::: Provided information

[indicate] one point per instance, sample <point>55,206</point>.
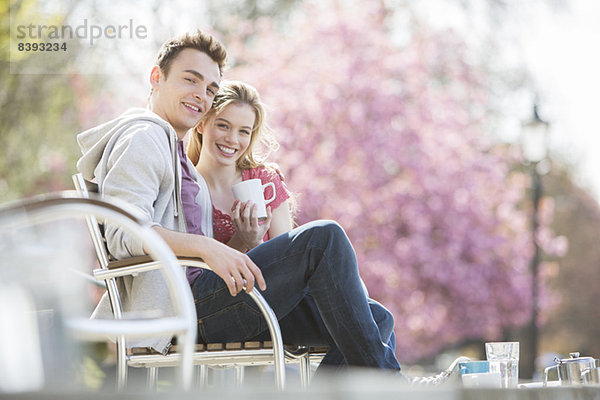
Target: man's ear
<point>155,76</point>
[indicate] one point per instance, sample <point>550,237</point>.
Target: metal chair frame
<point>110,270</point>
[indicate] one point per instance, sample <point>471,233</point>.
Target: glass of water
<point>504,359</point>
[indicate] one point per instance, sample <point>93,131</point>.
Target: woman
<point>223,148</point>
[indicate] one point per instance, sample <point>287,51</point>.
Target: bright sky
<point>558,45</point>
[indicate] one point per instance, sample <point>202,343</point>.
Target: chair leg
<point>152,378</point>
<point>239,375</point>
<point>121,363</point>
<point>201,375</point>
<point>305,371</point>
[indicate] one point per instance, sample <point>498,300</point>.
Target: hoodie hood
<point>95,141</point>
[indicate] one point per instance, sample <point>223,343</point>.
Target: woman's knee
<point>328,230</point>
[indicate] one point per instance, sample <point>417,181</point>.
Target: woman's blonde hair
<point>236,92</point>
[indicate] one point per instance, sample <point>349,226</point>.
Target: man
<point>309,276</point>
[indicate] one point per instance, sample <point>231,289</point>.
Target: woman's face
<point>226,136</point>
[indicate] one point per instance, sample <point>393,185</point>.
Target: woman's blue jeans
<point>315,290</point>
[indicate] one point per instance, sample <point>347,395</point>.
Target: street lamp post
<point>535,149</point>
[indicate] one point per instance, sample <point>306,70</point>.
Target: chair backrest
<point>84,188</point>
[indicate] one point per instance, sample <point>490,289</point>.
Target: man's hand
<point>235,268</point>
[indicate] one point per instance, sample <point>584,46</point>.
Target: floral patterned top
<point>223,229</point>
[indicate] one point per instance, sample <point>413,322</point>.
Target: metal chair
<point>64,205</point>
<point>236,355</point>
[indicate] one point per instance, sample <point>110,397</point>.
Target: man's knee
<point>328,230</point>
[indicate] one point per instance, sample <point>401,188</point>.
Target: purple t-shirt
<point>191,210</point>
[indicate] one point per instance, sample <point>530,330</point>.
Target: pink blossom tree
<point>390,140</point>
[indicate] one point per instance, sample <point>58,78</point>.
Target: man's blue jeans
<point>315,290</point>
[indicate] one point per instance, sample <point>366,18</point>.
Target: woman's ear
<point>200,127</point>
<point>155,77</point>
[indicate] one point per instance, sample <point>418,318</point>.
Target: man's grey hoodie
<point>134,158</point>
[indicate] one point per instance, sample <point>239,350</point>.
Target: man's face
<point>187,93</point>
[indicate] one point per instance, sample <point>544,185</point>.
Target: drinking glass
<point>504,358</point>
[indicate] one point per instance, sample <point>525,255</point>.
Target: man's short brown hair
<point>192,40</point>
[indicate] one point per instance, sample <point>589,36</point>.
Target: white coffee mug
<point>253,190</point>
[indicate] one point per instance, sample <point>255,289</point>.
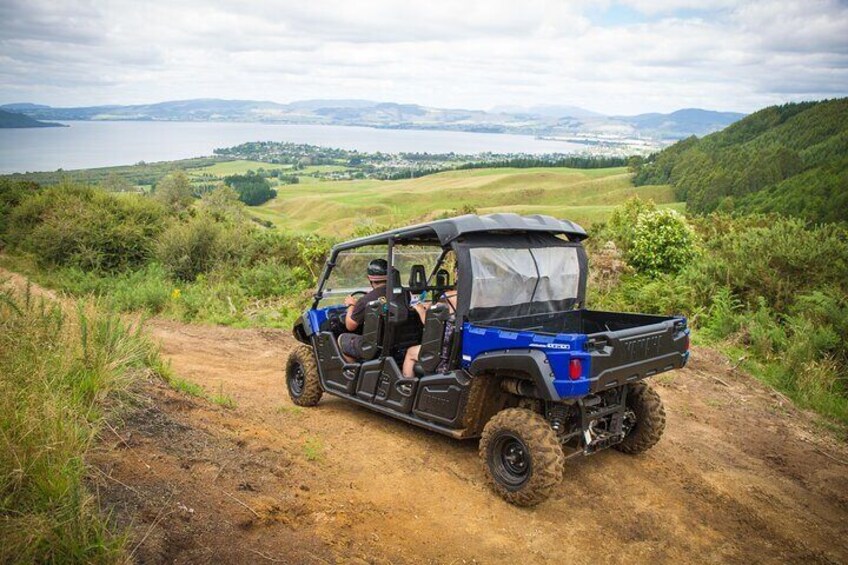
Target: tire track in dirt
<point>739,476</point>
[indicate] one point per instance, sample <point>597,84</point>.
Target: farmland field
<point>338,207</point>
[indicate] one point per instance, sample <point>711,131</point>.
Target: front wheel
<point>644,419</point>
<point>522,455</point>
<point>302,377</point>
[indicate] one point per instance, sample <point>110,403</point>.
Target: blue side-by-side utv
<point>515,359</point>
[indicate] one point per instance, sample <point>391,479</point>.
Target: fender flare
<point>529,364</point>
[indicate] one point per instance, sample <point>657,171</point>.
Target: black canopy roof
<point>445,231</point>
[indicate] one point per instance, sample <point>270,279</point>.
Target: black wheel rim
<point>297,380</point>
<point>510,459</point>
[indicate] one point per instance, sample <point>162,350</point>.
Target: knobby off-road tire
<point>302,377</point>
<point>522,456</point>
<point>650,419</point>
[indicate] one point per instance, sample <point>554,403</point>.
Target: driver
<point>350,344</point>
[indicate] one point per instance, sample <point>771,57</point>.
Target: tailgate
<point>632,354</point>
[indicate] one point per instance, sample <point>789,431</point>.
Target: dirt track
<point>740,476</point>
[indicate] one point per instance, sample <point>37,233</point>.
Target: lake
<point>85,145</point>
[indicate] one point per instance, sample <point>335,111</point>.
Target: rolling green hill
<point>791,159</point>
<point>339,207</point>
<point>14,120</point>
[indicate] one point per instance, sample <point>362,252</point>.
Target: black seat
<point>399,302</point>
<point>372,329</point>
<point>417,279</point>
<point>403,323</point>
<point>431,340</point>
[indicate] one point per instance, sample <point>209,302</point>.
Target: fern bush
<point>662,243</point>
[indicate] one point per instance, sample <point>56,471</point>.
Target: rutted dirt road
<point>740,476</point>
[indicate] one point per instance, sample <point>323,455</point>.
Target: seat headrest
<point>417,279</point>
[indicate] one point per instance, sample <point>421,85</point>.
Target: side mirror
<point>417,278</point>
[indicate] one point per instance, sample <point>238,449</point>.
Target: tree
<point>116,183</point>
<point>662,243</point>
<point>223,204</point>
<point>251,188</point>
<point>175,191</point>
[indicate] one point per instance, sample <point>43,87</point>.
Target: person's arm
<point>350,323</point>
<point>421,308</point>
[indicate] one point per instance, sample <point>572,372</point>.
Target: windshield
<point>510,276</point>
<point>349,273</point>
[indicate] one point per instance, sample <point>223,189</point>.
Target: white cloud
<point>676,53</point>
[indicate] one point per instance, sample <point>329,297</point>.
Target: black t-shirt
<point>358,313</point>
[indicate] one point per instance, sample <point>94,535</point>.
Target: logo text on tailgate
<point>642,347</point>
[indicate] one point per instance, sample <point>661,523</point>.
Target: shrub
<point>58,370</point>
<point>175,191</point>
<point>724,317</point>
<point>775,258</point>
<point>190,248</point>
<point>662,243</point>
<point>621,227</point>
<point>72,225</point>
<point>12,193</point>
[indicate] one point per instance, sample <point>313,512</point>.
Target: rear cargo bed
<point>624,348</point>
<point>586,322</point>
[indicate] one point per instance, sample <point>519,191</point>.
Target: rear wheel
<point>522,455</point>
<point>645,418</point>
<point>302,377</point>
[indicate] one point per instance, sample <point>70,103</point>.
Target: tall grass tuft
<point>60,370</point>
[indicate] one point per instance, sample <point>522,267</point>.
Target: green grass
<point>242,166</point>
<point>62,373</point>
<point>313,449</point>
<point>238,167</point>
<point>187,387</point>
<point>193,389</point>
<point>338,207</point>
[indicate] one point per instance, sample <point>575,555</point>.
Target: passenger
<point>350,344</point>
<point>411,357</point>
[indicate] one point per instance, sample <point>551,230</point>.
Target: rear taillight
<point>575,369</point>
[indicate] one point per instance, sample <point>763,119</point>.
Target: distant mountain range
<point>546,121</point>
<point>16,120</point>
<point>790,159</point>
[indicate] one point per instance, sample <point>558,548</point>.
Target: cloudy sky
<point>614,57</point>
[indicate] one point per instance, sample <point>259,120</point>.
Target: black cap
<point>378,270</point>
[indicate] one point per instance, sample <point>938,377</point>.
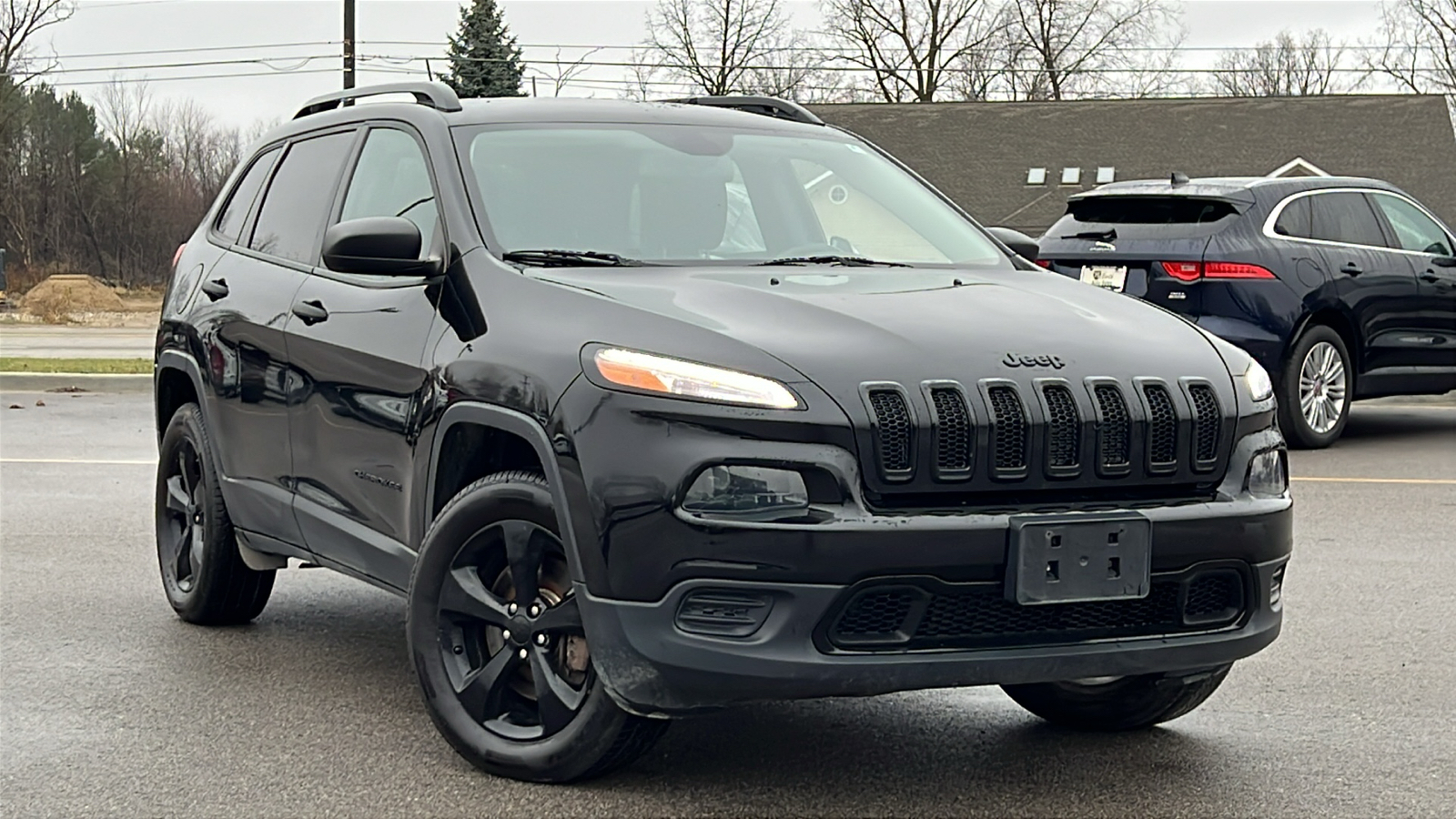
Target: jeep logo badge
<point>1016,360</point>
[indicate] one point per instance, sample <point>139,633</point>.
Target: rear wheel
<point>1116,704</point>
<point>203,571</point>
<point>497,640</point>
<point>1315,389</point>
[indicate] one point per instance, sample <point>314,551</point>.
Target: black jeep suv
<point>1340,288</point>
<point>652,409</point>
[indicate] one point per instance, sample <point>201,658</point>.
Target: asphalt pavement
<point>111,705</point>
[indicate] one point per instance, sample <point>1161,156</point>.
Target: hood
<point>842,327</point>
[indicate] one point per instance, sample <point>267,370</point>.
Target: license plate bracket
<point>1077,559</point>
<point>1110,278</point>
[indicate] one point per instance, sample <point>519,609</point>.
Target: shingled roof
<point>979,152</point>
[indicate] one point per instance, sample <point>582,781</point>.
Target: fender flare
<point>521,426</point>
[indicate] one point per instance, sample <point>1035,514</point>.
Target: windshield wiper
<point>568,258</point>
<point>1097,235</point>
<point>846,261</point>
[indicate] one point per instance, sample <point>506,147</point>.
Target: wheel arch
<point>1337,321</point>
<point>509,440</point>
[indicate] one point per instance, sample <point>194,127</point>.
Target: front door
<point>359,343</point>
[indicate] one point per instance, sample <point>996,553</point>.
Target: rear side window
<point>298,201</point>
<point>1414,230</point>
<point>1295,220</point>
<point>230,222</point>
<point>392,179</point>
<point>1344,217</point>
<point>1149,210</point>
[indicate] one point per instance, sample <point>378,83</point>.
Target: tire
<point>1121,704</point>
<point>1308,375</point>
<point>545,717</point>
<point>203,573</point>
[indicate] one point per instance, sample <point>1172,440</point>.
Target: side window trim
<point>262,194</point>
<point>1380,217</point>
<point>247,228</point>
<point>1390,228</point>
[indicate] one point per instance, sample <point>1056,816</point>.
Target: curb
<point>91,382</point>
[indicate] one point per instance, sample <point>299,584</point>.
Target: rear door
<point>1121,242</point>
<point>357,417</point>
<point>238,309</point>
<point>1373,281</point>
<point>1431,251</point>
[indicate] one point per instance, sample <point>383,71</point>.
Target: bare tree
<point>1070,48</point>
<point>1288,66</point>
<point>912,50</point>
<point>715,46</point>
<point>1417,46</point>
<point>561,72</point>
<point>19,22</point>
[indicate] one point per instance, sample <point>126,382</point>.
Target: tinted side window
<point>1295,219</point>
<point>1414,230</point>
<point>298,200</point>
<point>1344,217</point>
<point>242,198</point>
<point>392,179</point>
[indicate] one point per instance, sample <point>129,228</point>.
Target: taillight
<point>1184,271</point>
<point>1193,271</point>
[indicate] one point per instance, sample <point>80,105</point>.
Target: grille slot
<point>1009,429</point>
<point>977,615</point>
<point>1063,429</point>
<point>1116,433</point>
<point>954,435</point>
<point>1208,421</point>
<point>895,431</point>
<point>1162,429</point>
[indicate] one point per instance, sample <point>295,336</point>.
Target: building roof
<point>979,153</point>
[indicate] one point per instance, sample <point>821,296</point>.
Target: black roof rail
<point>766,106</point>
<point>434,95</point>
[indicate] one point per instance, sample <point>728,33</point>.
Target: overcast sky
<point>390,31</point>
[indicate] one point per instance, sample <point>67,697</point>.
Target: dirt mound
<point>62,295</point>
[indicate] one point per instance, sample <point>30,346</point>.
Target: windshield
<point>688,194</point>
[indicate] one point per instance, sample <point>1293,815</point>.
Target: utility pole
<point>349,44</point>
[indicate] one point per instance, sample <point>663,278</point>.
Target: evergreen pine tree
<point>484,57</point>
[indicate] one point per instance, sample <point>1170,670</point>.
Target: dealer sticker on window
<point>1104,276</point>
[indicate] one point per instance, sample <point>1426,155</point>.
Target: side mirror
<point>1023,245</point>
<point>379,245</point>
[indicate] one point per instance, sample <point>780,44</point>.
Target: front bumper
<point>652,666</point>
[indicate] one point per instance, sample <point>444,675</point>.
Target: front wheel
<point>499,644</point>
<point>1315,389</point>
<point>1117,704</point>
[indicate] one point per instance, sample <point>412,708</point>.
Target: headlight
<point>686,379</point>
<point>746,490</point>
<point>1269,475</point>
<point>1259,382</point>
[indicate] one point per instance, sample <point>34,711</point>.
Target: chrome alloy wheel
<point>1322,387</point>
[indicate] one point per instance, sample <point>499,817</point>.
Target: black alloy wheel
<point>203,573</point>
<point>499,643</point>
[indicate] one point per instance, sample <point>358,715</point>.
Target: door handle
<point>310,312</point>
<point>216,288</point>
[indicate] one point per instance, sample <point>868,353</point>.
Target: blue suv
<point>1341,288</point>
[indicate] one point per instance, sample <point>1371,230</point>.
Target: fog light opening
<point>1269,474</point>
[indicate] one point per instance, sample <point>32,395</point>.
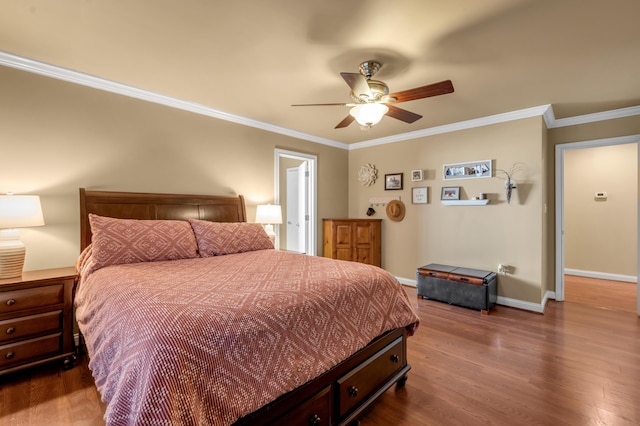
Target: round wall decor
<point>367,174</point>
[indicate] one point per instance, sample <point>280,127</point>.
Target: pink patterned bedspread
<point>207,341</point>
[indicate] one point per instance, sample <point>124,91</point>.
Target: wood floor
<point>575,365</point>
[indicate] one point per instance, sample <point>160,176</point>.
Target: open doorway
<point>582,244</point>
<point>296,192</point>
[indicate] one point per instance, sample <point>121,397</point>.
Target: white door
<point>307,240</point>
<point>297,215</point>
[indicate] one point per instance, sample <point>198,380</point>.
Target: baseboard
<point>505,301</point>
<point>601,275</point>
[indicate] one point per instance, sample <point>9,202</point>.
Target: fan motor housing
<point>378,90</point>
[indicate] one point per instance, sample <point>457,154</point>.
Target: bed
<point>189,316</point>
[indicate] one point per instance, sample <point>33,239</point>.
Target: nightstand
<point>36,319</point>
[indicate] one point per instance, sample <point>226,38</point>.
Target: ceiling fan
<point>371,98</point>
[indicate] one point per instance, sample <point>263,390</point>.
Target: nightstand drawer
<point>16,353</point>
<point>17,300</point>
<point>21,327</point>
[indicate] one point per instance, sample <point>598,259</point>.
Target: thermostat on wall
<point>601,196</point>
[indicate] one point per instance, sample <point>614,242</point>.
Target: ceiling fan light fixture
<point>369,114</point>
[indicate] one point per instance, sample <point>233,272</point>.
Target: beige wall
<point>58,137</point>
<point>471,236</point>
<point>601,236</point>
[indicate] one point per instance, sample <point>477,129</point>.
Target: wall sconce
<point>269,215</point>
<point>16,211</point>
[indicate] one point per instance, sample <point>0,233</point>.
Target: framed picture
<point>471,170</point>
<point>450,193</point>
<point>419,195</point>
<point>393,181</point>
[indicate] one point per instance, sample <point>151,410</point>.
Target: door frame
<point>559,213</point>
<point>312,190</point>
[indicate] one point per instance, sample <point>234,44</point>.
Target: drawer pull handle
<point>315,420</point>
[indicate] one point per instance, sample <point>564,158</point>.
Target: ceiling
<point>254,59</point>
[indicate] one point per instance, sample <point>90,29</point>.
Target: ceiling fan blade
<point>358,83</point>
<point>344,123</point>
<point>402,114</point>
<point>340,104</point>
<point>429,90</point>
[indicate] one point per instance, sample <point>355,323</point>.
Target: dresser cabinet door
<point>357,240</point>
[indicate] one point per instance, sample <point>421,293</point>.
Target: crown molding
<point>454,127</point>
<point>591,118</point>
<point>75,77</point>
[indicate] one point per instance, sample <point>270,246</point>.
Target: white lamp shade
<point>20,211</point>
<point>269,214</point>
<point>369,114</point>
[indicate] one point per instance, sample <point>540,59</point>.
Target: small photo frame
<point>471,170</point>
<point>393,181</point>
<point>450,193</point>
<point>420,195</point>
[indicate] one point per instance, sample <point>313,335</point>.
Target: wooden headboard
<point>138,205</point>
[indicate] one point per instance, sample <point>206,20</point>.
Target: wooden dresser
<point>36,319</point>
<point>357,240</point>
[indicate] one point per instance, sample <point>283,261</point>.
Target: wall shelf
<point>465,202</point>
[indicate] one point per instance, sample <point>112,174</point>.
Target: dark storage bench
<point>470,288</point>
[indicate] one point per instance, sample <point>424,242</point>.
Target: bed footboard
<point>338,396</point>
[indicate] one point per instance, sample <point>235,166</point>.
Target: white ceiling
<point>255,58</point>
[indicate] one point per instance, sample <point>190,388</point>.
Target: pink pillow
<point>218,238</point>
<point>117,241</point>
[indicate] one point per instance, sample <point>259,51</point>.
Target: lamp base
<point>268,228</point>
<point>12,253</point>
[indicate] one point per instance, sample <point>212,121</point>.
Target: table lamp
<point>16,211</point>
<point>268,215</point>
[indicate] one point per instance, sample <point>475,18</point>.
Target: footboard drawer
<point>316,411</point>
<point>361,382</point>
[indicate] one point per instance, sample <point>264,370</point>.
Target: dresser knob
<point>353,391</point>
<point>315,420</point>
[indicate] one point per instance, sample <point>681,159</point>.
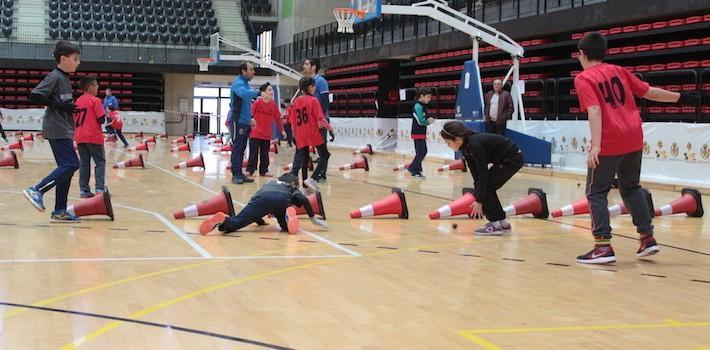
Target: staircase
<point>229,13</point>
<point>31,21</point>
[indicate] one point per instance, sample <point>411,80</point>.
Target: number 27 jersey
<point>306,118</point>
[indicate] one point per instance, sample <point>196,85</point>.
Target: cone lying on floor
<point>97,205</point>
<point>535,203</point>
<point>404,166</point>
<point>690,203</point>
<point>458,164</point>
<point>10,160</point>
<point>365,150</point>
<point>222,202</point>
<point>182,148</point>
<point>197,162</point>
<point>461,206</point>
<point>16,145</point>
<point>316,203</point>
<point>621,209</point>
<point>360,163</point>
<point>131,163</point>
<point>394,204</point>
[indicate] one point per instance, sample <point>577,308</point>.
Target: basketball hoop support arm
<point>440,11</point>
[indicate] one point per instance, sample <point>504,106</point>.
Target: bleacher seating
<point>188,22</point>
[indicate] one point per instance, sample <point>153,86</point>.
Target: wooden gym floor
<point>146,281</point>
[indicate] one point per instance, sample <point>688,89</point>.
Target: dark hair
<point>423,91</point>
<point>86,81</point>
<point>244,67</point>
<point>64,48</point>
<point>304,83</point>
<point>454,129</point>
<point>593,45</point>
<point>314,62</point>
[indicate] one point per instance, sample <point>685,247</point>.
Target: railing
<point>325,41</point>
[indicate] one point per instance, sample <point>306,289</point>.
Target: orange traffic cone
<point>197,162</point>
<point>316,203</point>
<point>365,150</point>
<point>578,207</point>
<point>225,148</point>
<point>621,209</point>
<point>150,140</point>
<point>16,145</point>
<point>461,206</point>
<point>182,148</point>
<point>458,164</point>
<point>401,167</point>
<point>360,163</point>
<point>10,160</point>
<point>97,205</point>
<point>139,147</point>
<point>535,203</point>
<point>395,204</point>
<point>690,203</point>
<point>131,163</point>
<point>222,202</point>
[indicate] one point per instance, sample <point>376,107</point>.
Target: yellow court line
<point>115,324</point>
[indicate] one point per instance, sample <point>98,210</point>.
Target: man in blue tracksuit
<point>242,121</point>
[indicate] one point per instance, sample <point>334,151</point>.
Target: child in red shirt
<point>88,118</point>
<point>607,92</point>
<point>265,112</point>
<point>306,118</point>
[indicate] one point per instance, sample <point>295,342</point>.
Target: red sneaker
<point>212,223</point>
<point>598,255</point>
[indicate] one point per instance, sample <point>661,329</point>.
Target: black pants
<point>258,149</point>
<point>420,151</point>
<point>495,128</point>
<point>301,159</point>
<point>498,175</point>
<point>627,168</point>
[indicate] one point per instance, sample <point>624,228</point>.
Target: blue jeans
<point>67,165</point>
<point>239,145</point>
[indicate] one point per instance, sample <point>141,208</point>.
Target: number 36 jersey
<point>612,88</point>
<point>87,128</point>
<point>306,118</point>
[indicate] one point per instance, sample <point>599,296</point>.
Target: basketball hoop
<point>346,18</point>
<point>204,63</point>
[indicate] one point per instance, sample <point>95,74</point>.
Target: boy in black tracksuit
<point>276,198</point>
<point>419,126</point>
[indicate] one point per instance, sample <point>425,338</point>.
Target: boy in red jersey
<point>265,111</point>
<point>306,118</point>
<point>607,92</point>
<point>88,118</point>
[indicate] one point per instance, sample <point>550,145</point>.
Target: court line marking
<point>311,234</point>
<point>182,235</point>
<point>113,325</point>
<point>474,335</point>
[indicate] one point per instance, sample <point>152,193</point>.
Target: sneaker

::::::

◆ Given task ◆
Beginning with the line that contains "instance, sample <point>376,107</point>.", quote each line exactly through the last line of the entries above, and nothing beyond them.

◆ Answer to this exercise ◆
[indicate] one point per instance, sample <point>376,107</point>.
Target: yellow court line
<point>115,324</point>
[indicate] one point per instance, sample <point>98,210</point>.
Target: man in blue tracksuit
<point>242,121</point>
[indicate] one point per instance, sample <point>334,151</point>.
Target: child in red shirt
<point>88,118</point>
<point>607,92</point>
<point>265,112</point>
<point>306,118</point>
[indicate] one point per instance, sample <point>295,342</point>.
Target: red sneaker
<point>212,223</point>
<point>598,255</point>
[indicate] one point per instance, sample <point>661,329</point>.
Target: black pants
<point>258,149</point>
<point>420,151</point>
<point>495,128</point>
<point>301,159</point>
<point>498,175</point>
<point>627,168</point>
[indicate] one point per instance, sample <point>624,228</point>.
Target: blue jeans
<point>67,165</point>
<point>239,145</point>
[indicate] one point per instance, sample <point>141,208</point>.
Target: number 36 jersey
<point>612,88</point>
<point>87,128</point>
<point>306,118</point>
[indicate] one point per instance, sample <point>599,296</point>.
Target: basketball hoop
<point>346,18</point>
<point>204,63</point>
[indicate] one point per instance, sample <point>95,74</point>.
Target: boy in black tracksuit
<point>276,198</point>
<point>419,126</point>
[indicate] one point per instance, sample <point>425,338</point>.
Target: boy in red jersey
<point>265,111</point>
<point>306,118</point>
<point>607,92</point>
<point>88,118</point>
[indicate] one point per instance, sample <point>550,145</point>.
Target: court line marking
<point>311,234</point>
<point>182,235</point>
<point>113,325</point>
<point>474,335</point>
[indicate] one point per instance, sample <point>152,193</point>.
Target: sneaker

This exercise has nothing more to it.